== Exercise ==
The records that follow must be repeated exactly, line by line.

== Data under study ==
-- Opening Marker --

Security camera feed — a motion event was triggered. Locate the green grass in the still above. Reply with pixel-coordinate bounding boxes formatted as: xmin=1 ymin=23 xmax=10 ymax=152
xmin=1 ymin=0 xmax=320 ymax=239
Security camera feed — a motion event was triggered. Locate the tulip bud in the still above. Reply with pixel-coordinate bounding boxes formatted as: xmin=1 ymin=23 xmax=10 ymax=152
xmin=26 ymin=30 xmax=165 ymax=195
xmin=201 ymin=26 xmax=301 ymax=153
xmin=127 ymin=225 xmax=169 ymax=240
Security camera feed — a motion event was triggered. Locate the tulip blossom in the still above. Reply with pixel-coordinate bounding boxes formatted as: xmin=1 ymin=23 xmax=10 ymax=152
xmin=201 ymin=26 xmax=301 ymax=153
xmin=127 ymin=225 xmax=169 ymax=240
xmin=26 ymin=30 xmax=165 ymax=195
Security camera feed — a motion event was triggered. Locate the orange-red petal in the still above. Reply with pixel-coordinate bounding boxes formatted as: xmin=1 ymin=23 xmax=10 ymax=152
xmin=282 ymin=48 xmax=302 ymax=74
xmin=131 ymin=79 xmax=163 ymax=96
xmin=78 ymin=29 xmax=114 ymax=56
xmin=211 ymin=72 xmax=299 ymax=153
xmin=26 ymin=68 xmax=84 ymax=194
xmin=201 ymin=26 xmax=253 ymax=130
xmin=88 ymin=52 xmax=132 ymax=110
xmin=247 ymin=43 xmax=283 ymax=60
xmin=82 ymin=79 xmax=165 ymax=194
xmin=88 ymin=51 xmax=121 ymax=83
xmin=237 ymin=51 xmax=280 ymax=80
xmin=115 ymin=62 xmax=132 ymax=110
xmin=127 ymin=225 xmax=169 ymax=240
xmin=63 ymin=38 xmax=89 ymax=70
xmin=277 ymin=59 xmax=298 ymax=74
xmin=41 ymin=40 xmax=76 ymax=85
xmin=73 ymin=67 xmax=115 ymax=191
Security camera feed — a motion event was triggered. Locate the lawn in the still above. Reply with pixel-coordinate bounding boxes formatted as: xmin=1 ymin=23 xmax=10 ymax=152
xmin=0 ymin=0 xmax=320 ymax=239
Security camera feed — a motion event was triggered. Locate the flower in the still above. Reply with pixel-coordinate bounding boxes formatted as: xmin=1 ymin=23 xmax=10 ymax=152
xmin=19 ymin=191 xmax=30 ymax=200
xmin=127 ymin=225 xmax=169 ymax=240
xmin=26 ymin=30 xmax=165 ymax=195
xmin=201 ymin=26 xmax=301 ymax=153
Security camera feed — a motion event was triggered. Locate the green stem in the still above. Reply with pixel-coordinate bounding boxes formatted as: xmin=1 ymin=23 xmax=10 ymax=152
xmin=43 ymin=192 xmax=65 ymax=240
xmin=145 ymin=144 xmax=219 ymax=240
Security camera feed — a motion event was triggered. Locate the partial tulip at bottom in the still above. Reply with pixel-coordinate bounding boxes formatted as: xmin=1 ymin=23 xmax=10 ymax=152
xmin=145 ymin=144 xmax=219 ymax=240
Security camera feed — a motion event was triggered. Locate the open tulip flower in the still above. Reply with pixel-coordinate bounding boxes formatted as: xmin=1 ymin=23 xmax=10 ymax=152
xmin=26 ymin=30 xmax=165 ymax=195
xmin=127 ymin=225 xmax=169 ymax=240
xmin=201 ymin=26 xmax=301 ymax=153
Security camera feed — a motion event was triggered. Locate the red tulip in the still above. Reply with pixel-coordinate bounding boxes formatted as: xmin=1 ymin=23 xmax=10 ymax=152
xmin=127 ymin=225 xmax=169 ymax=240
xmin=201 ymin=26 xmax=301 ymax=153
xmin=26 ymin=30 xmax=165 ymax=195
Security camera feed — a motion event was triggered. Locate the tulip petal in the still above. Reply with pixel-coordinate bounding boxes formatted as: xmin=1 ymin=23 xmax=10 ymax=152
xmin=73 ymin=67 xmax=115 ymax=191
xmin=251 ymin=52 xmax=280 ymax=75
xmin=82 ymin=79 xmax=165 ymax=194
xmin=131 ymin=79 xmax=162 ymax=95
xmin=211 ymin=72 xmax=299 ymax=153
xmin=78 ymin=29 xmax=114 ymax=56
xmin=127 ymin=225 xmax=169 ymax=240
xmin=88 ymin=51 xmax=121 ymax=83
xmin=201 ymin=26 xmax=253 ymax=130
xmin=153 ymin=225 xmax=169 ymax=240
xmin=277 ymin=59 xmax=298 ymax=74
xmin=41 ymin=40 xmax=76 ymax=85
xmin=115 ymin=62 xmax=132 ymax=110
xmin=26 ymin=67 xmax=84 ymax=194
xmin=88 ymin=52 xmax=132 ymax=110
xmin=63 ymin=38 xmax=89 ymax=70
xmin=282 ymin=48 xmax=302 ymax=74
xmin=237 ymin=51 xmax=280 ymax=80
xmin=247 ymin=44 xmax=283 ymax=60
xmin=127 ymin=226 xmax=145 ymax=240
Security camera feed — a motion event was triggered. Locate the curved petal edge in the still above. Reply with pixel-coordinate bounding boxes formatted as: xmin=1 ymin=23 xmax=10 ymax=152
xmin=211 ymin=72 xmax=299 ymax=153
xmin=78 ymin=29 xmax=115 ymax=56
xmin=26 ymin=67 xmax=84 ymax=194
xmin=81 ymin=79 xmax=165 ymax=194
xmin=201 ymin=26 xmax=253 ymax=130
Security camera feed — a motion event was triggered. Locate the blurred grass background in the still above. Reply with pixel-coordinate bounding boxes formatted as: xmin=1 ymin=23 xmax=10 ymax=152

-- Closing Marker --

== Solution below ==
Security camera feed — a motion event was triggered. Locate the green grass in the still above. Reply with pixel-coordinate bounding boxes formatted as: xmin=1 ymin=23 xmax=10 ymax=152
xmin=1 ymin=0 xmax=320 ymax=239
Security camera feed — a motion event was triggered. Locate the tulip bud in the still above. Reply with pixel-coordinate bounding boxes formatted as: xmin=1 ymin=23 xmax=10 ymax=152
xmin=26 ymin=30 xmax=165 ymax=195
xmin=201 ymin=26 xmax=301 ymax=153
xmin=127 ymin=225 xmax=169 ymax=240
Security camera feed — a motion event was triggered. Locate the tulip blossom in the still above. Reply with pixel-coordinate bounding boxes formatted as: xmin=1 ymin=23 xmax=10 ymax=152
xmin=201 ymin=26 xmax=301 ymax=153
xmin=127 ymin=225 xmax=169 ymax=240
xmin=26 ymin=30 xmax=165 ymax=195
Security camera feed — a motion event was triggered. Locate the orange-red petal in the still above. Reply with pixel-coordinate bounding boxes formatted as: xmin=1 ymin=23 xmax=10 ymax=152
xmin=282 ymin=48 xmax=302 ymax=74
xmin=131 ymin=79 xmax=163 ymax=96
xmin=78 ymin=29 xmax=114 ymax=56
xmin=211 ymin=72 xmax=299 ymax=153
xmin=26 ymin=68 xmax=84 ymax=194
xmin=201 ymin=26 xmax=253 ymax=130
xmin=88 ymin=52 xmax=132 ymax=110
xmin=247 ymin=43 xmax=283 ymax=60
xmin=82 ymin=79 xmax=165 ymax=194
xmin=88 ymin=51 xmax=121 ymax=83
xmin=237 ymin=51 xmax=280 ymax=80
xmin=115 ymin=62 xmax=132 ymax=110
xmin=127 ymin=225 xmax=169 ymax=240
xmin=63 ymin=38 xmax=89 ymax=70
xmin=277 ymin=59 xmax=298 ymax=74
xmin=41 ymin=40 xmax=76 ymax=85
xmin=73 ymin=67 xmax=115 ymax=191
Security camera feed — a motion event was triggered. Locate the lawn in the still above. Reply with pixel-coordinate bounding boxes formatted as: xmin=1 ymin=23 xmax=10 ymax=152
xmin=0 ymin=0 xmax=320 ymax=239
Security camera feed — a motion event was triggered. Locate the flower in the still above. Reply with pixel-coordinate bounding boxes formatted as: xmin=1 ymin=23 xmax=10 ymax=152
xmin=19 ymin=191 xmax=30 ymax=200
xmin=127 ymin=225 xmax=169 ymax=240
xmin=26 ymin=30 xmax=165 ymax=195
xmin=201 ymin=26 xmax=301 ymax=153
Security camera feed — a motion event was triggered. Locate the green stem in the still above. Reply with pixel-coordinate bounding boxes formatted as: xmin=1 ymin=23 xmax=10 ymax=152
xmin=43 ymin=192 xmax=65 ymax=240
xmin=145 ymin=144 xmax=219 ymax=240
Security camera feed — a motion event was triggered. Locate the partial tulip at bottom in the still above. Reply with pixel-coordinate bounding boxes formatted as: xmin=1 ymin=23 xmax=10 ymax=152
xmin=145 ymin=144 xmax=219 ymax=240
Security camera feed — a motion event was triggered. Locate the open tulip flower in the still above. Reply with pixel-coordinate bounding boxes formatted as: xmin=1 ymin=23 xmax=10 ymax=152
xmin=26 ymin=30 xmax=165 ymax=195
xmin=127 ymin=225 xmax=169 ymax=240
xmin=201 ymin=26 xmax=301 ymax=153
Security camera feed — a motion event was triggered. Locate the red tulip in the still above. Reply with pixel-coordinate bounding boxes formatted as: xmin=1 ymin=23 xmax=10 ymax=152
xmin=127 ymin=225 xmax=169 ymax=240
xmin=201 ymin=26 xmax=301 ymax=153
xmin=26 ymin=30 xmax=165 ymax=195
Security camera feed — a motion event was triggered. Locate the tulip petal in the still above. Reply with pixel-coordinate bounding boxes formatted as: xmin=1 ymin=23 xmax=10 ymax=152
xmin=73 ymin=67 xmax=115 ymax=191
xmin=251 ymin=52 xmax=280 ymax=75
xmin=82 ymin=79 xmax=165 ymax=194
xmin=131 ymin=79 xmax=162 ymax=95
xmin=211 ymin=72 xmax=299 ymax=153
xmin=78 ymin=29 xmax=114 ymax=56
xmin=127 ymin=225 xmax=169 ymax=240
xmin=88 ymin=51 xmax=121 ymax=83
xmin=201 ymin=26 xmax=253 ymax=130
xmin=153 ymin=225 xmax=169 ymax=240
xmin=277 ymin=59 xmax=298 ymax=74
xmin=41 ymin=40 xmax=76 ymax=85
xmin=115 ymin=62 xmax=132 ymax=110
xmin=26 ymin=67 xmax=84 ymax=194
xmin=88 ymin=52 xmax=132 ymax=110
xmin=63 ymin=38 xmax=89 ymax=70
xmin=282 ymin=48 xmax=302 ymax=74
xmin=237 ymin=51 xmax=280 ymax=80
xmin=247 ymin=44 xmax=283 ymax=60
xmin=127 ymin=226 xmax=145 ymax=240
Security camera feed — a motion event was triggered. Locate the curved petal edge in the still above. Reply with pixel-coordinate bounding boxes formatted as: xmin=1 ymin=23 xmax=10 ymax=152
xmin=211 ymin=72 xmax=299 ymax=153
xmin=78 ymin=29 xmax=115 ymax=56
xmin=26 ymin=67 xmax=84 ymax=194
xmin=81 ymin=79 xmax=165 ymax=194
xmin=201 ymin=26 xmax=253 ymax=130
Security camera feed — a motion event was triggered. Locate the blurred grass background in the still above. Reply with pixel-coordinate bounding boxes formatted as: xmin=1 ymin=23 xmax=10 ymax=152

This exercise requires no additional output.